→ PASSAGE PROVIDED

The BLM approved the Green Chile Natural Gas Pipeline in New Mexico using an accelerated review process, advancing a 400 million cubic feet per day line tied to a proposed data center project.

(P&GJ) — The Bureau of Land Management has approved a right-of-way for the Green Chile Natural Gas Pipeline in southern New Mexico, advancing a proposed 400 million cubic feet per day pipeline tied to a planned data center development in Doña Ana County.

The approval allows the project to cross approximately 16 miles of federal land under an accelerated 14-day environmental review process conducted by the Department of the Interior.

The proposed pipeline would transport natural gas from an existing El Paso Natural Gas system connection to serve Project Jupiter, a planned private-sector data center development in the region.

BLM said it is finalizing right-of-way authorizations with Transwestern Pipeline Company, which would construct and operate the 24-inch buried pipeline once approvals are completed.

→ STORED RECORDS

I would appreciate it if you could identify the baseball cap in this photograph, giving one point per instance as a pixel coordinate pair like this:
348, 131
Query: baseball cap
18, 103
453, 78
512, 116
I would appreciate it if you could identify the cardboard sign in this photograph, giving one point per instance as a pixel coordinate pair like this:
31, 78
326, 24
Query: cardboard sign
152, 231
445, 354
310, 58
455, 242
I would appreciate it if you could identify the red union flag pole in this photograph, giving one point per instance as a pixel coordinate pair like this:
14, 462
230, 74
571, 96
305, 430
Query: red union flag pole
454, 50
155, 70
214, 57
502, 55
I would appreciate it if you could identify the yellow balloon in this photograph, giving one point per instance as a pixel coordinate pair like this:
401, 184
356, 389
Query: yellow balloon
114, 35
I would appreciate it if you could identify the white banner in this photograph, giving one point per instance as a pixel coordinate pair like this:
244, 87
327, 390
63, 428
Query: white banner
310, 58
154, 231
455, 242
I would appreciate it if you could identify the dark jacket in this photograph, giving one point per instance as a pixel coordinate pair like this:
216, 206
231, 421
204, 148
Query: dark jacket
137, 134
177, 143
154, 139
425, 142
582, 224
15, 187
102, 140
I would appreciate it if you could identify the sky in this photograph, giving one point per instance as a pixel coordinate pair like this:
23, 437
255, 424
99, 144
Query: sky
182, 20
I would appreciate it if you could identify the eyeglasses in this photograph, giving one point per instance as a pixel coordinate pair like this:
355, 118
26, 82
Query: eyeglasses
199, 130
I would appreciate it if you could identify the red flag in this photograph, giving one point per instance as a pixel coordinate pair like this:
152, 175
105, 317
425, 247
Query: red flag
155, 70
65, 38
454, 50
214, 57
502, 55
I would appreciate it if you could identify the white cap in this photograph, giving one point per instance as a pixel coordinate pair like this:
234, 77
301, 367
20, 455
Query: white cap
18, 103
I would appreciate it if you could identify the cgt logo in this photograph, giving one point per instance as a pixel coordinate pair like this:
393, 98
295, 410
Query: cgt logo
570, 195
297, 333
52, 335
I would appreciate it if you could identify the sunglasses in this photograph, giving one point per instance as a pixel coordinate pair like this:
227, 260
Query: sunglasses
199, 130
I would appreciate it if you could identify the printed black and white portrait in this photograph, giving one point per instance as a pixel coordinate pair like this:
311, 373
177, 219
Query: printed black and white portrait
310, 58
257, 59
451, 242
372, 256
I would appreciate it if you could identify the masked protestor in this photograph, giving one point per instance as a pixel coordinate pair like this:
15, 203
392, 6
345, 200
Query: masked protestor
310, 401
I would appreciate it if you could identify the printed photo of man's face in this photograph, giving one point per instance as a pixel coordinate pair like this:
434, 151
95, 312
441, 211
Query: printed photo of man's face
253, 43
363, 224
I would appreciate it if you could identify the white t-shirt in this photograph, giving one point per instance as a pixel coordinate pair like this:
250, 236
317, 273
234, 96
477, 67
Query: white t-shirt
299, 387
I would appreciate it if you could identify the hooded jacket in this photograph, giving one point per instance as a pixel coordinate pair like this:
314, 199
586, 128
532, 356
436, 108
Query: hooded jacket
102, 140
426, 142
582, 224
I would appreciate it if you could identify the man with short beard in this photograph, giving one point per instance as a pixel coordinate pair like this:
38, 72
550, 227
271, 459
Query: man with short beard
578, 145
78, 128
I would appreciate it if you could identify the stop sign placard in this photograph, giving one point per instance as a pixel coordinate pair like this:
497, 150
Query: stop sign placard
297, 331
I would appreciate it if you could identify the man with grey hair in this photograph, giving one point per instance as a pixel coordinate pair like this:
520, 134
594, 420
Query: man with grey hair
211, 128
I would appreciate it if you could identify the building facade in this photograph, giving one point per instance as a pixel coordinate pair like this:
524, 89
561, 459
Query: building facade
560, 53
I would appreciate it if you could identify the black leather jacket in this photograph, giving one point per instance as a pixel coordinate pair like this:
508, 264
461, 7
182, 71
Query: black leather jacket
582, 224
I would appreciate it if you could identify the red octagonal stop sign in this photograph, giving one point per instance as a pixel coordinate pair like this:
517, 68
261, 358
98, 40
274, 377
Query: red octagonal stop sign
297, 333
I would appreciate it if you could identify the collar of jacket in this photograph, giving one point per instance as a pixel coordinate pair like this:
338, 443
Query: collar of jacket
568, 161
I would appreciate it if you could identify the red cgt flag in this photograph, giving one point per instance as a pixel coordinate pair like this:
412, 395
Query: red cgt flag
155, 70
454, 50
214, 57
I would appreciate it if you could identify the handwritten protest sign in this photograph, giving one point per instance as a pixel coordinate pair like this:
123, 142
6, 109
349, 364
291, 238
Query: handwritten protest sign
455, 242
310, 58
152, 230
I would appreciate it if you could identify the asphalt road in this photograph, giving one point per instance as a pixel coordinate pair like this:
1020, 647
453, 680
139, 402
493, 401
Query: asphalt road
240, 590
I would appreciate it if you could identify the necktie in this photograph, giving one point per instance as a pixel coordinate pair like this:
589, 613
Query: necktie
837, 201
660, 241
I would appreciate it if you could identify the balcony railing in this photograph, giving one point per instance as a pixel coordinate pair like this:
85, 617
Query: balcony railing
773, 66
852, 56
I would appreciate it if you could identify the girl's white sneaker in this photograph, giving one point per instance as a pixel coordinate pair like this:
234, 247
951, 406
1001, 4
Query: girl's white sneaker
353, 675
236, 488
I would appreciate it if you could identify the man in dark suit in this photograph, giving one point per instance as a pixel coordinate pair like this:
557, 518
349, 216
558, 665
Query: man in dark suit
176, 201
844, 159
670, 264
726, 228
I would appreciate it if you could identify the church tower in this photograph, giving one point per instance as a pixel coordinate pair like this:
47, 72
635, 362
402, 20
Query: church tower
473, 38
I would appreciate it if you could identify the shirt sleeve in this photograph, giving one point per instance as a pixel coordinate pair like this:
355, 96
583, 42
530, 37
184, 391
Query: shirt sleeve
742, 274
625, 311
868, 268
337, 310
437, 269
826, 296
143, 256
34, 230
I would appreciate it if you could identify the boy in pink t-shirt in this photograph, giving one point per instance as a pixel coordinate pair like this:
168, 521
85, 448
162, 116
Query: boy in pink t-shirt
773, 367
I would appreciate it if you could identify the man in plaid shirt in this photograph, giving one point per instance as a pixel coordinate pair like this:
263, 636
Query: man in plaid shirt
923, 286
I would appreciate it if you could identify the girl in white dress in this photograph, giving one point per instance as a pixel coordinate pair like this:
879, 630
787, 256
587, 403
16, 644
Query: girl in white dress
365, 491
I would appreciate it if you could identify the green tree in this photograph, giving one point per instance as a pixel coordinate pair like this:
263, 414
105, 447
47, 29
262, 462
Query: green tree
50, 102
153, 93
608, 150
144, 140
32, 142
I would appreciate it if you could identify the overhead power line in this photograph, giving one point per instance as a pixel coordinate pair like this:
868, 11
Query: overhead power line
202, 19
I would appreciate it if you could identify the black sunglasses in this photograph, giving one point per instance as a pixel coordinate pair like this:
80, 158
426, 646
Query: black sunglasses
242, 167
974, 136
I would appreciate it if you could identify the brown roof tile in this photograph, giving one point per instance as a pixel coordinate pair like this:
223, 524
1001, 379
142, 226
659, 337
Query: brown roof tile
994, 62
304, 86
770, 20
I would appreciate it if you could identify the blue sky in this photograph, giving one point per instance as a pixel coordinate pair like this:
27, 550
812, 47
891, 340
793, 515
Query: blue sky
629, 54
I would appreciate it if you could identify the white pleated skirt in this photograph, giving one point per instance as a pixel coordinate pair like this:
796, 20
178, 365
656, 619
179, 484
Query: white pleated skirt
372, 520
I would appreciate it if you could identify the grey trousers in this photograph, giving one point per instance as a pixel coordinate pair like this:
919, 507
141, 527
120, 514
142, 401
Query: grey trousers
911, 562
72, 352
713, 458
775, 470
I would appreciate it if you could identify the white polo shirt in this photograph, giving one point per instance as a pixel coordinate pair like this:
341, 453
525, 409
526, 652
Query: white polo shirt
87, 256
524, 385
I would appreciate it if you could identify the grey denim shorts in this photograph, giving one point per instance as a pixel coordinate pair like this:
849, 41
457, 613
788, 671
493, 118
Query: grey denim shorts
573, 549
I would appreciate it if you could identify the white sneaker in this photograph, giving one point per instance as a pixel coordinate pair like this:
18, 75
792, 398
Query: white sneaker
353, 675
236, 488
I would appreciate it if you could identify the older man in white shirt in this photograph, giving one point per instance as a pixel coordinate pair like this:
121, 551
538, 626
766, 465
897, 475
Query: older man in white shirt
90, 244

→ COMPLETE THE FOLLOWING
• a. According to the Green Chile pipeline article, how many miles of federal land will the pipeline cross?
• b. Reproduce the part of the Green Chile pipeline article starting at "The proposed pipeline" and ending at "approvals are completed.".
• c. Extend the Green Chile pipeline article beyond its final sentence.

→ ANSWERS FOR THE TASKS
• a. Approximately 16 miles.

• b.
The proposed pipeline would transport natural gas from an existing El Paso Natural Gas system connection to serve Project Jupiter, a planned private-sector data center development in the region.

BLM said it is finalizing right-of-way authorizations with Transwestern Pipeline Company, which would construct and operate the 24-inch buried pipeline once approvals are completed.

• c.
The project includes a permanent 50-foot right-of-way corridor along with temporary workspace areas that would be used during construction. Federal officials said disturbed land would be restored as closely as possible to pre-construction conditions after the pipeline is installed.

The Green Chile Pipeline is one of several recent infrastructure projects tied to rising energy demand from large-scale data center development, which has become a growing source of natural gas and power demand across multiple U.S. regions.

Transwestern Pipeline Company is owned by Energy Transfer and operates interstate natural gas pipeline infrastructure across the Southwest and western United States.

Previous State Setback

The project previously faced a regulatory setback in April when the New Mexico State Land Office denied access to a portion of state trust land needed for part of the proposed route.

The denial affected roughly 0.63 miles of the planned 16-mile pipeline and forced Energy Transfer to evaluate alternative routing options. State officials said the proposal did not satisfy requirements tied to the use of trust lands, adding uncertainty to the project’s timeline as federal permitting reviews continued.

FERC Review and Project Scope

Energy Transfer first filed the Green Chile Project with the Federal Energy Regulatory Commission (FERC) earlier this year under the agency’s blanket certificate process.

According to the filing, the proposed 16-mile pipeline would connect to the El Paso Natural Gas system and deliver up to 400,000 dekatherms per day of natural gas to Green Chile Ventures, the sole contracted shipper on the line.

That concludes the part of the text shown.